*** Предоставленный отрывок

Прожив в доме сына несколько лет, умерла она во второй половине девяностых годов. Валентин Яковлевич обзвонил близких друзей с просьбой помочь с похоронами. День был рабочий, поэтому пришли только трое: тогдашний руководитель пресс-центра губернатора Сергей Александрович Биговчий, большой друг и будущий издатель Курбатова, его помощник и я, числившийся в тот момент безработным.
Отпевали маму дома, Валентин Яковлевич помогал священнику отцу Владимиру служить. А когда вернулись с кладбища и сели за поминальный стол, начался дождь. Только что светило яркое солнце и вдруг полило, причем солнце продолжало светить сквозь дождевые струи. Мы вышли на балкон посмотреть на это ликование природы. Дождь то ослабевал, то усиливался, заслоняя соседние дома струящейся серебристой стеной, прыгал по лужам, делая их похожими на ощетинившихся ежей.
Никто из нас не сказал ни слова, но, наверное, все подумали об одном – это Небо с радостью приняло маму Валентина Яковлевича.

******
*** Записи

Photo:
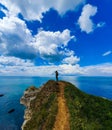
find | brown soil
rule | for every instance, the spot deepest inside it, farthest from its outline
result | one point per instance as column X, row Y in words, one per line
column 62, row 118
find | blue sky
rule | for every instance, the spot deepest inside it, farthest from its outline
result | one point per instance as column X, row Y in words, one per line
column 39, row 37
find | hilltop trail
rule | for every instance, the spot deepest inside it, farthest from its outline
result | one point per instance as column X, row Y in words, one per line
column 62, row 118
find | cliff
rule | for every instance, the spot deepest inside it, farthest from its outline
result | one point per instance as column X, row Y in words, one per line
column 62, row 106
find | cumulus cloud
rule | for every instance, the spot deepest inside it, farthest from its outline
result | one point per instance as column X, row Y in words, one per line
column 51, row 45
column 13, row 61
column 16, row 40
column 101, row 24
column 33, row 10
column 107, row 53
column 85, row 22
column 71, row 60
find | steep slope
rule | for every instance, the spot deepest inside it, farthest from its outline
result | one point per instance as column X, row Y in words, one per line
column 62, row 118
column 41, row 107
column 62, row 106
column 87, row 112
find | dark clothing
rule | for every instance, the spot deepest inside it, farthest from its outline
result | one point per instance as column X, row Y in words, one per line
column 56, row 72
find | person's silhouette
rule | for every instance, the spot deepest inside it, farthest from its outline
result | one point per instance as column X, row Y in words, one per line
column 56, row 73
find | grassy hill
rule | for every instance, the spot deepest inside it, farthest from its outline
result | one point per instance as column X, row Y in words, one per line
column 86, row 112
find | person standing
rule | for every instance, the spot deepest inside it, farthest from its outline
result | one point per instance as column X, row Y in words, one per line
column 56, row 73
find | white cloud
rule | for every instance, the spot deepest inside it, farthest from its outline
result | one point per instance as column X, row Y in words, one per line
column 107, row 53
column 101, row 24
column 13, row 61
column 11, row 66
column 33, row 10
column 85, row 22
column 71, row 60
column 51, row 45
column 15, row 38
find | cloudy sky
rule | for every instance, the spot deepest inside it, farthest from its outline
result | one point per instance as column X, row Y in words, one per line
column 71, row 36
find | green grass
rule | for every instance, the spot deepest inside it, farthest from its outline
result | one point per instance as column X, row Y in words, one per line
column 87, row 112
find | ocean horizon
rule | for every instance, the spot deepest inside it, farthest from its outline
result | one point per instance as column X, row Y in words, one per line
column 14, row 87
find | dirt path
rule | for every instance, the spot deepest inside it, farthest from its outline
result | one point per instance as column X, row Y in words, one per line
column 62, row 118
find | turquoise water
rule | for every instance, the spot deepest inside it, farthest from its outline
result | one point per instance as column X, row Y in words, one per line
column 13, row 88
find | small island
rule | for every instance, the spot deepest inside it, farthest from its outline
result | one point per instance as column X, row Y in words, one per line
column 62, row 106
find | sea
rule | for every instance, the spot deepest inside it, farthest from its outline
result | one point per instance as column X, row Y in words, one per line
column 14, row 87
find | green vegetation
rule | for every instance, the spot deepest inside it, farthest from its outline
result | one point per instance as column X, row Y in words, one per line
column 87, row 112
column 44, row 108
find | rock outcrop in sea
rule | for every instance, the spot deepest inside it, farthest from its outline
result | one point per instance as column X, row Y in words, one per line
column 61, row 105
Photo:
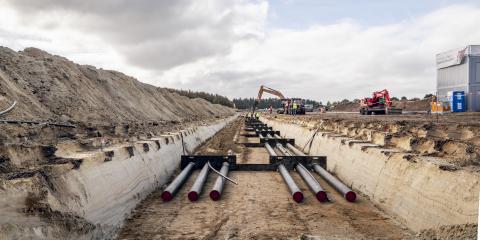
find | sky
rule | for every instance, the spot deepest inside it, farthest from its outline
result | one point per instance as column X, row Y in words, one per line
column 324, row 50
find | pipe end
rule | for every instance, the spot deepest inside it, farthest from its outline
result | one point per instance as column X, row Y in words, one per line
column 215, row 195
column 322, row 196
column 193, row 196
column 351, row 196
column 167, row 196
column 298, row 197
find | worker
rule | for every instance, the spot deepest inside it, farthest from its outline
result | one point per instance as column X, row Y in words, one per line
column 294, row 108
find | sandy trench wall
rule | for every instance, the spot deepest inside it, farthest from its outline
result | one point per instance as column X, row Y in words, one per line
column 102, row 192
column 417, row 193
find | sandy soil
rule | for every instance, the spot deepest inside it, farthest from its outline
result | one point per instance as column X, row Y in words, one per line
column 260, row 207
column 451, row 137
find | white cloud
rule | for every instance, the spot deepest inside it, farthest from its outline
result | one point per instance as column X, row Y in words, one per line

******

**Рабочие задания:**
A – Почему, согласно отрывку о похоронах матери Валентина Яковлевича, на похороны пришли только трое?
B – Выведите фрагмент отрывка о похоронах от слов «Прожив в доме» до слов «на ощетинившихся ежей.» включительно.
C – Продолжите рассказ о похоронах матери Валентина Яковлевича с того места, на котором он обрывается.

**Решённые задачи:**
A – Потому что день был рабочий.

B –
Прожив в доме сына несколько лет, умерла она во второй половине девяностых годов. Валентин Яковлевич обзвонил близких друзей с просьбой помочь с похоронами. День был рабочий, поэтому пришли только трое: тогдашний руководитель пресс-центра губернатора Сергей Александрович Биговчий, большой друг и будущий издатель Курбатова, его помощник и я, числившийся в тот момент безработным.
Отпевали маму дома, Валентин Яковлевич помогал священнику отцу Владимиру служить. А когда вернулись с кладбища и сели за поминальный стол, начался дождь. Только что светило яркое солнце и вдруг полило, причем солнце продолжало светить сквозь дождевые струи. Мы вышли на балкон посмотреть на это ликование природы. Дождь то ослабевал, то усиливался, заслоняя соседние дома струящейся серебристой стеной, прыгал по лужам, делая их похожими на ощетинившихся ежей.

C –
Испортил дело громыхнувший над головой гром. Все припаркованные во дворе автомобили противоугонно засигналили и Курбатов раздраженно сказал:
— Расквакались, как лягушки на болоте.

* * *

Сергей Александрович Биговчий высоко ценил Курбатова. Был даже им очарован. Рассказывал, что когда приехал работать в Псков, думал, попал в глухую провинцию, а тут жизнь бьет ключом. Тут такие имена, и в первую очередь, среди других, называл Курбатова. Валентин Яковлевич отвечал взаимностью, ценил и уважал его, считал одним из лучших в стране издателем, слова плохого не сказал. Один раз помнится пошутил. Но шутка была доброй:
— Биговчий хороший человек, отличный издатель, одно плохо – детства у него не было.
И на вопрос, почему детства не было, со смехом отвечал:
— Какое детство может быть у сына секретаря обкома партии? Ни подраться толком, ни уроки не прогулять, ни двойку не получить. Разве это детство?
К чести Сергея Александровича надо сказать, что когда позже он дважды работал директором областной типографии, он находил возможность издавать не только книжки Курбатова, но и наши коллективные сборники, в первую очередь ежегодные альманахи «Скобари». Сейчас об этом можно только мечтать.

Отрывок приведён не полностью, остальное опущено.